BEGIN Task data

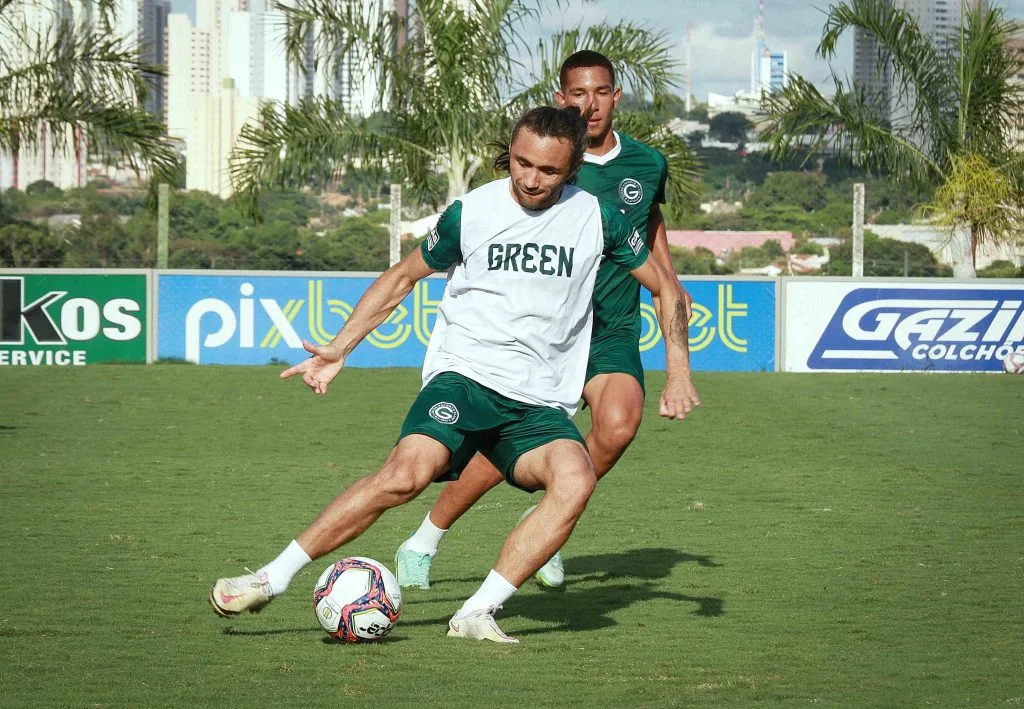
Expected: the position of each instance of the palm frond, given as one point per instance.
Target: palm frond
(70, 78)
(990, 102)
(850, 123)
(922, 77)
(293, 146)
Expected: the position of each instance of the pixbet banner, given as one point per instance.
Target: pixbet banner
(250, 319)
(901, 326)
(57, 318)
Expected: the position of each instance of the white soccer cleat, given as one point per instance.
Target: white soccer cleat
(552, 574)
(479, 625)
(247, 592)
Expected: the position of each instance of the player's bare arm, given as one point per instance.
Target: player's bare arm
(659, 249)
(680, 395)
(374, 307)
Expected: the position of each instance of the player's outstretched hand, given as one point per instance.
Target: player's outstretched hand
(321, 369)
(679, 398)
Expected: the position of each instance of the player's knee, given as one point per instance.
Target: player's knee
(402, 480)
(573, 486)
(615, 429)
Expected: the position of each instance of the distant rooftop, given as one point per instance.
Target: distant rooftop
(724, 243)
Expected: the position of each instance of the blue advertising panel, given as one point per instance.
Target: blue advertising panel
(259, 320)
(896, 329)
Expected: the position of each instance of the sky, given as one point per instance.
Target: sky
(723, 31)
(722, 35)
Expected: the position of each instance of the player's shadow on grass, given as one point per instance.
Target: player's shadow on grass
(590, 608)
(635, 564)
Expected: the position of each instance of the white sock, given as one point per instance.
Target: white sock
(493, 592)
(281, 571)
(426, 539)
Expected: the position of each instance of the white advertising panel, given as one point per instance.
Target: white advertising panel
(900, 326)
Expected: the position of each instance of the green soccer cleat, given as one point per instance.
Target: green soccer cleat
(478, 626)
(413, 567)
(231, 596)
(552, 574)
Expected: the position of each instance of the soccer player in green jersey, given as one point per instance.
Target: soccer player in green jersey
(631, 176)
(504, 369)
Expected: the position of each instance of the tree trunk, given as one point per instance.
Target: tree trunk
(394, 243)
(964, 247)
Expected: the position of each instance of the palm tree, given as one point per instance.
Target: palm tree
(68, 83)
(950, 125)
(443, 92)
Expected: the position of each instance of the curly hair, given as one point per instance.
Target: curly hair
(548, 122)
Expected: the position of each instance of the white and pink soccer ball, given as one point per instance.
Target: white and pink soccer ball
(1014, 364)
(357, 599)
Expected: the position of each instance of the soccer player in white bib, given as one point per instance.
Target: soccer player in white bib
(505, 366)
(631, 176)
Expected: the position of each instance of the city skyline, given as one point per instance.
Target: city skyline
(723, 34)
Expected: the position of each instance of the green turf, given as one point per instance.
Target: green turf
(845, 540)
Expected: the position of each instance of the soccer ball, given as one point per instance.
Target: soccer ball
(357, 599)
(1014, 364)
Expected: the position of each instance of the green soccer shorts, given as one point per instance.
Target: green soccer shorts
(615, 351)
(469, 418)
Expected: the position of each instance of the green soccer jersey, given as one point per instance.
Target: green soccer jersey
(631, 177)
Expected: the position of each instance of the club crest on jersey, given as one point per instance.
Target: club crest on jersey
(444, 412)
(636, 243)
(631, 191)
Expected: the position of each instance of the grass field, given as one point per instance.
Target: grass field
(843, 540)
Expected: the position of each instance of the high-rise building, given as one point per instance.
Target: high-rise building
(939, 19)
(769, 71)
(871, 73)
(153, 44)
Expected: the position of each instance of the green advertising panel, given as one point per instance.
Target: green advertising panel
(72, 319)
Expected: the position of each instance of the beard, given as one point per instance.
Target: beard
(536, 202)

END Task data

# What you have to do:
Look back at the entries above and repeat, unchanged, every line from the line holding "Target: soccer player in white bib" through the line holding "Expected: the position of each instance of the high-rise".

# Problem solution:
Target: soccer player in white bib
(505, 366)
(631, 176)
Expected: the position of each instance of the city skyline, given as one point per instance.
Target: city skyline
(723, 34)
Expected: the position of each instance of the green turf, given as one point per instance.
Target: green turf
(845, 540)
Expected: the position of each instance of the soccer ball, given as one point per instance.
Target: soccer ball
(357, 599)
(1014, 364)
Expected: the position of each instance of the green soccer shorts, given as one point per instance.
Target: green soccer shorts
(615, 351)
(469, 418)
Expected: the position of each instance of the green soccer jersey, given as one point per instance.
Target: green soccer jersey
(631, 177)
Expected: the position of each instance of the club crest on jersey, given as one point per instance.
Target: club crest on jersey
(444, 412)
(636, 243)
(631, 191)
Expected: the position of each instance of the grass field, given as one point per instance.
Target: grass field
(843, 540)
Expected: the position of each instance of the high-rise building, given as one point per instance.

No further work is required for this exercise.